Given instruction: Reproduce the data that follows in its entirety, character for character.

--- BEGIN The records ---

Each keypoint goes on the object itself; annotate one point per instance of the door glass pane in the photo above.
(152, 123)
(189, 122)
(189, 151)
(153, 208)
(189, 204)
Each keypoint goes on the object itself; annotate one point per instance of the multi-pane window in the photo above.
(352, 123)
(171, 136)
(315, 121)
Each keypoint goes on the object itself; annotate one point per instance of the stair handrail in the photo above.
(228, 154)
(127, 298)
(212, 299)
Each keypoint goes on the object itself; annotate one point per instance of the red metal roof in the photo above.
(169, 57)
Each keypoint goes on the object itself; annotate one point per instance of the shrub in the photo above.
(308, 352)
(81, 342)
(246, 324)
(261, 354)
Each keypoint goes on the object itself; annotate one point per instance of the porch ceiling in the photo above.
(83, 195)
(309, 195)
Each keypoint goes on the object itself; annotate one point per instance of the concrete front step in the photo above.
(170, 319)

--- END The records ---

Problem solution:
Each keypoint goes on the object itself; annotate one point per instance of the door glass pane in the photo above.
(152, 123)
(189, 122)
(189, 151)
(153, 208)
(189, 204)
Each keypoint goes on the object itself; annotate one point per instance of the multi-pane window in the photo above.
(352, 123)
(171, 136)
(315, 121)
Each keypoint goes on the object itself; annotate one point per instance of the stair handrail in the photo above.
(228, 154)
(127, 298)
(212, 299)
Each keypoint goes on the object itself; annotate one point per instance of the red metal roof in the photo above.
(169, 57)
Each keypoint goes on the object itself; annotate one point per instance of the shrub in the photo above.
(308, 352)
(81, 342)
(246, 324)
(261, 354)
Each keypoint goes on the object itself; annotate one point per instance of the porch ceiling in the photo above.
(83, 195)
(309, 195)
Each keypoint goes on the object itself; annotate one point per instance of the concrete front step in the photo above.
(170, 319)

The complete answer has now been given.